Since the pictures are not wanted, retype the listing below exactly and without them.

** INFORMATION **
_ _ _ _ _ _ _
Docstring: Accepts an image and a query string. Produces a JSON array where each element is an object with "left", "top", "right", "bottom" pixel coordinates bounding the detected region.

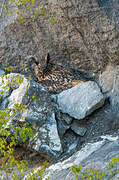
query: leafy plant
[
  {"left": 71, "top": 157, "right": 119, "bottom": 180},
  {"left": 0, "top": 69, "right": 49, "bottom": 179},
  {"left": 0, "top": 0, "right": 56, "bottom": 23}
]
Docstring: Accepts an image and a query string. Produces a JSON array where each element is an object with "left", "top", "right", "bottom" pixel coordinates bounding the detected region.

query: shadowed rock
[{"left": 71, "top": 120, "right": 87, "bottom": 136}]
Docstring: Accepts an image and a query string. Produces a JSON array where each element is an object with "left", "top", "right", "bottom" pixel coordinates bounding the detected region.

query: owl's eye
[
  {"left": 38, "top": 64, "right": 41, "bottom": 68},
  {"left": 38, "top": 64, "right": 42, "bottom": 71}
]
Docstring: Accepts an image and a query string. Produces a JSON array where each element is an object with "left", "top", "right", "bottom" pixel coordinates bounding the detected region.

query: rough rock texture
[
  {"left": 0, "top": 1, "right": 17, "bottom": 31},
  {"left": 99, "top": 65, "right": 119, "bottom": 119},
  {"left": 71, "top": 120, "right": 87, "bottom": 136},
  {"left": 99, "top": 65, "right": 115, "bottom": 94},
  {"left": 0, "top": 0, "right": 119, "bottom": 74},
  {"left": 42, "top": 135, "right": 119, "bottom": 180},
  {"left": 55, "top": 111, "right": 73, "bottom": 138},
  {"left": 0, "top": 73, "right": 62, "bottom": 158},
  {"left": 57, "top": 81, "right": 105, "bottom": 120},
  {"left": 61, "top": 113, "right": 73, "bottom": 125},
  {"left": 56, "top": 116, "right": 70, "bottom": 138}
]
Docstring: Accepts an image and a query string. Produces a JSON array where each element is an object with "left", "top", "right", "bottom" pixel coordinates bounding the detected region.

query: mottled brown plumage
[{"left": 28, "top": 53, "right": 95, "bottom": 93}]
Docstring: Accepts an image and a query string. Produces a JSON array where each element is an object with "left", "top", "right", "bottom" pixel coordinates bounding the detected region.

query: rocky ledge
[{"left": 0, "top": 64, "right": 119, "bottom": 179}]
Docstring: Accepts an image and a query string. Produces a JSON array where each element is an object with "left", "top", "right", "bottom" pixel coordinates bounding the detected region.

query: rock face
[
  {"left": 43, "top": 135, "right": 119, "bottom": 180},
  {"left": 0, "top": 73, "right": 62, "bottom": 158},
  {"left": 57, "top": 81, "right": 105, "bottom": 120},
  {"left": 99, "top": 65, "right": 119, "bottom": 119},
  {"left": 0, "top": 0, "right": 119, "bottom": 74},
  {"left": 0, "top": 0, "right": 119, "bottom": 177}
]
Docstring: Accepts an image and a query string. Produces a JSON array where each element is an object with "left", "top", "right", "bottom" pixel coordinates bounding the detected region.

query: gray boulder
[
  {"left": 57, "top": 81, "right": 105, "bottom": 120},
  {"left": 42, "top": 135, "right": 119, "bottom": 180},
  {"left": 0, "top": 73, "right": 62, "bottom": 158}
]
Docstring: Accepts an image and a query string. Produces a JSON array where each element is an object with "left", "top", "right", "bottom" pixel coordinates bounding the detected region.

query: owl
[{"left": 28, "top": 53, "right": 50, "bottom": 80}]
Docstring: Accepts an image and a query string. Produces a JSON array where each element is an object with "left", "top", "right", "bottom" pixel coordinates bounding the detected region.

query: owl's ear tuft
[{"left": 44, "top": 53, "right": 50, "bottom": 65}]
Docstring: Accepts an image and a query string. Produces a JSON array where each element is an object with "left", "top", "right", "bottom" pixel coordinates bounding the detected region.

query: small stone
[{"left": 71, "top": 120, "right": 87, "bottom": 136}]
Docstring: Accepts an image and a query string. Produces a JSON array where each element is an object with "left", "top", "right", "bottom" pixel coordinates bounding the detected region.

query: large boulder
[
  {"left": 0, "top": 73, "right": 62, "bottom": 158},
  {"left": 56, "top": 81, "right": 105, "bottom": 120},
  {"left": 0, "top": 0, "right": 119, "bottom": 74},
  {"left": 42, "top": 134, "right": 119, "bottom": 180}
]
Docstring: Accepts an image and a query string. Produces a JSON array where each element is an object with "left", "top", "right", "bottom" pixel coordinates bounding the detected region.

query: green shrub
[
  {"left": 0, "top": 69, "right": 49, "bottom": 180},
  {"left": 71, "top": 157, "right": 119, "bottom": 180},
  {"left": 1, "top": 0, "right": 56, "bottom": 23}
]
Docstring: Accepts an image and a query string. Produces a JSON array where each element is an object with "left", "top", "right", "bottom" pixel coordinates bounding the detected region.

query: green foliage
[
  {"left": 1, "top": 0, "right": 56, "bottom": 23},
  {"left": 0, "top": 71, "right": 49, "bottom": 179},
  {"left": 32, "top": 96, "right": 38, "bottom": 100},
  {"left": 71, "top": 157, "right": 119, "bottom": 180}
]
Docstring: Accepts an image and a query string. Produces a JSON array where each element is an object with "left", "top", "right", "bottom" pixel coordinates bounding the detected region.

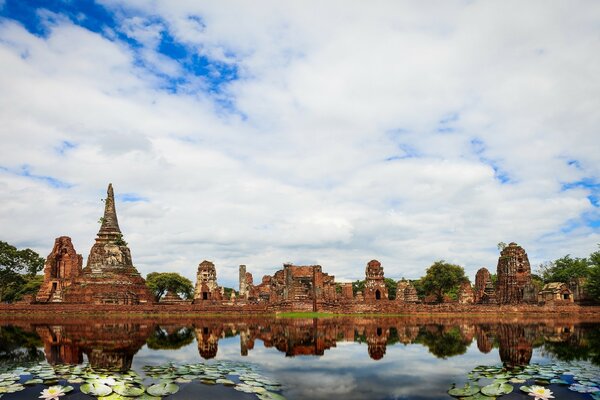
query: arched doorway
[{"left": 375, "top": 290, "right": 381, "bottom": 300}]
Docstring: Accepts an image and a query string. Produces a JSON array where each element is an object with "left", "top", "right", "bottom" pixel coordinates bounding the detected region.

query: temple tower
[
  {"left": 36, "top": 236, "right": 83, "bottom": 303},
  {"left": 496, "top": 242, "right": 532, "bottom": 304},
  {"left": 194, "top": 260, "right": 222, "bottom": 301},
  {"left": 61, "top": 184, "right": 154, "bottom": 304},
  {"left": 364, "top": 260, "right": 388, "bottom": 302}
]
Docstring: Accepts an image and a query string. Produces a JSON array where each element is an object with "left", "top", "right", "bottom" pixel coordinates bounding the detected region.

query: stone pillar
[{"left": 239, "top": 265, "right": 247, "bottom": 298}]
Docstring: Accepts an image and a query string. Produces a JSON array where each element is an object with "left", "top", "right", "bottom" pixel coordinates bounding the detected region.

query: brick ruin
[
  {"left": 474, "top": 267, "right": 494, "bottom": 304},
  {"left": 396, "top": 279, "right": 419, "bottom": 303},
  {"left": 36, "top": 236, "right": 83, "bottom": 303},
  {"left": 364, "top": 260, "right": 388, "bottom": 302},
  {"left": 193, "top": 260, "right": 223, "bottom": 302},
  {"left": 496, "top": 242, "right": 532, "bottom": 304},
  {"left": 36, "top": 184, "right": 154, "bottom": 305},
  {"left": 457, "top": 281, "right": 474, "bottom": 304}
]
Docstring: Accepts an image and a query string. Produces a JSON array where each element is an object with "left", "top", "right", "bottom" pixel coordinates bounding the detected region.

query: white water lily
[
  {"left": 528, "top": 385, "right": 554, "bottom": 400},
  {"left": 39, "top": 386, "right": 66, "bottom": 400}
]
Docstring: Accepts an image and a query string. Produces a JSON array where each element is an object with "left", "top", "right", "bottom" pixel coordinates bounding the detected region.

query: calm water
[{"left": 1, "top": 316, "right": 599, "bottom": 399}]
_ _ _ _ _ _ _
** FINAL ANSWER **
Docstring: Accepts an image and a query string. Produces a JSON array where each element is an object with "left", "top", "right", "bottom" pixel coordinates bounding the detected region.

query: leafy plant
[
  {"left": 71, "top": 157, "right": 119, "bottom": 180},
  {"left": 0, "top": 69, "right": 49, "bottom": 179},
  {"left": 0, "top": 0, "right": 56, "bottom": 23}
]
Docstring: Accepts an image and a query string. Produces a JSON array where each element is an object with "left", "top", "right", "bottom" pixel coordinates bounding the detected region.

query: shadowed rock
[{"left": 71, "top": 120, "right": 87, "bottom": 136}]
Docstring: Accepts an image and a query string. Produces a JSON array where each element is an object with "left", "top", "right", "bottom" pixel coordinates bounding the detected region.

query: owl's eye
[
  {"left": 38, "top": 64, "right": 41, "bottom": 68},
  {"left": 38, "top": 64, "right": 42, "bottom": 71}
]
Docstring: Accepts an image and a query string. Produces a JSON array where each element is an object with "left", "top", "right", "bottom" pixel coordinates bounding the detected region.

query: rough rock texture
[
  {"left": 0, "top": 1, "right": 17, "bottom": 31},
  {"left": 99, "top": 65, "right": 119, "bottom": 119},
  {"left": 71, "top": 120, "right": 87, "bottom": 136},
  {"left": 99, "top": 65, "right": 115, "bottom": 94},
  {"left": 0, "top": 0, "right": 119, "bottom": 74},
  {"left": 42, "top": 135, "right": 119, "bottom": 180},
  {"left": 55, "top": 111, "right": 73, "bottom": 138},
  {"left": 0, "top": 73, "right": 62, "bottom": 158},
  {"left": 57, "top": 81, "right": 105, "bottom": 120},
  {"left": 61, "top": 113, "right": 73, "bottom": 125},
  {"left": 56, "top": 116, "right": 70, "bottom": 138}
]
Docstring: Accepts an image and a query string. Produces a JSON array where each element is an object with "left", "top", "right", "bottom" pixel coordinates bounding the detected region.

query: mottled brown plumage
[{"left": 28, "top": 53, "right": 95, "bottom": 93}]
Docstring: Accepts an image and a query string. Produces a JSON array where each element is an object with "left", "top", "right", "bottom" pixel coordinates bounding the detected region.

query: rocky ledge
[{"left": 0, "top": 64, "right": 119, "bottom": 179}]
Docstring: Accepts an image and a query string. Produces a JSON array where each element is an object with "left", "top", "right", "bottom" pixel coordinates bounding the detected region.

query: rock face
[
  {"left": 43, "top": 135, "right": 119, "bottom": 180},
  {"left": 0, "top": 73, "right": 62, "bottom": 158},
  {"left": 57, "top": 81, "right": 105, "bottom": 120},
  {"left": 99, "top": 65, "right": 119, "bottom": 119},
  {"left": 0, "top": 0, "right": 119, "bottom": 74},
  {"left": 0, "top": 0, "right": 119, "bottom": 177}
]
Docstring: Accepts an image and a query string. Produces a JSON array where each element is an object with "left", "top", "right", "bottom" pixel coordinates bounding the detected region.

query: gray boulder
[
  {"left": 57, "top": 81, "right": 105, "bottom": 120},
  {"left": 42, "top": 135, "right": 119, "bottom": 180},
  {"left": 0, "top": 73, "right": 62, "bottom": 158}
]
Docstring: Accepts an image and a query string. Produces a JSON array where each element is an object with "left", "top", "right", "bottom" pixel coordinates bounding the detected region.

query: owl
[{"left": 28, "top": 53, "right": 50, "bottom": 80}]
Docstring: Accepts an image and a query string. Produces a JSON array where each element is an object with "left", "top", "right", "bottom" pixel coordinates bounding the detected region.

query: owl's ear tuft
[{"left": 44, "top": 53, "right": 50, "bottom": 65}]
Docstring: Accepts an image and a query string. Produces a JSON array where each element is an object with "left", "top", "right", "bottom" pixel coordinates bounding the detected region.

query: small stone
[{"left": 71, "top": 120, "right": 87, "bottom": 136}]
Docstring: Accepts an image and a query string. Produces a JSON array where each element is an object with "left", "top", "right", "bottom" pixel coordinates bounding the detected region.

query: large boulder
[
  {"left": 0, "top": 73, "right": 62, "bottom": 158},
  {"left": 56, "top": 81, "right": 105, "bottom": 120},
  {"left": 0, "top": 0, "right": 119, "bottom": 74},
  {"left": 42, "top": 134, "right": 119, "bottom": 180}
]
Docstring: Accepts an image and a query string. Produces a JSON array where each element is an object with "left", "top", "right", "bottom" pixel coordinates bounding the detected region.

query: green shrub
[
  {"left": 0, "top": 69, "right": 49, "bottom": 180},
  {"left": 71, "top": 157, "right": 119, "bottom": 180},
  {"left": 1, "top": 0, "right": 56, "bottom": 23}
]
Docstring: Accepts an image and a query string. Produces a JSON array where each element is an object with "left", "top", "right", "bottom" pixel coordinates bounding the detected region.

query: green foliage
[
  {"left": 1, "top": 0, "right": 56, "bottom": 23},
  {"left": 0, "top": 71, "right": 49, "bottom": 179},
  {"left": 32, "top": 96, "right": 38, "bottom": 100},
  {"left": 71, "top": 157, "right": 119, "bottom": 180}
]
Docstring: Accepts an image and a query string. Produces a JSON array where each element is an object with "left", "top", "right", "bottom" pixel coordinates bounding the detected region.

query: arched doorway
[{"left": 375, "top": 290, "right": 381, "bottom": 300}]
Docstring: Accepts an image and a query string. Produces a JSON array where each element is an object with "left", "top", "right", "bottom" pixel coordinates bounding the detected region.

query: temple tower
[
  {"left": 36, "top": 236, "right": 83, "bottom": 303},
  {"left": 496, "top": 242, "right": 532, "bottom": 304},
  {"left": 194, "top": 260, "right": 222, "bottom": 301},
  {"left": 61, "top": 184, "right": 154, "bottom": 304},
  {"left": 364, "top": 260, "right": 388, "bottom": 302}
]
Docstring: Accepts an image and a query string. Produces a JSON array where each element is an object with "left", "top", "right", "bottom" pixel coordinates bounding the detected region.

query: stone pillar
[{"left": 239, "top": 265, "right": 247, "bottom": 298}]
Docstring: Accepts an image and a query string. Produces a JSON array where each element is an object with "left", "top", "right", "bottom" pixel coordinates bounding the detected region.

query: brick ruin
[
  {"left": 474, "top": 267, "right": 494, "bottom": 304},
  {"left": 396, "top": 279, "right": 419, "bottom": 303},
  {"left": 36, "top": 236, "right": 83, "bottom": 303},
  {"left": 364, "top": 260, "right": 388, "bottom": 302},
  {"left": 193, "top": 260, "right": 223, "bottom": 302},
  {"left": 496, "top": 242, "right": 532, "bottom": 304},
  {"left": 36, "top": 184, "right": 154, "bottom": 305},
  {"left": 457, "top": 281, "right": 474, "bottom": 304}
]
Docstring: Accepts an image and a query string. Produces a JSON array where each element is an object with "left", "top", "right", "bottom" pixel coordinates bounding the detected region.

query: white water lily
[
  {"left": 528, "top": 385, "right": 554, "bottom": 400},
  {"left": 39, "top": 386, "right": 66, "bottom": 400}
]
Docstring: Accepts an image and a query string. Produces a JSON array where each element is an object with "left", "top", "right", "bottom" pixel coordinates bounding the detected region.

query: calm water
[{"left": 1, "top": 316, "right": 599, "bottom": 399}]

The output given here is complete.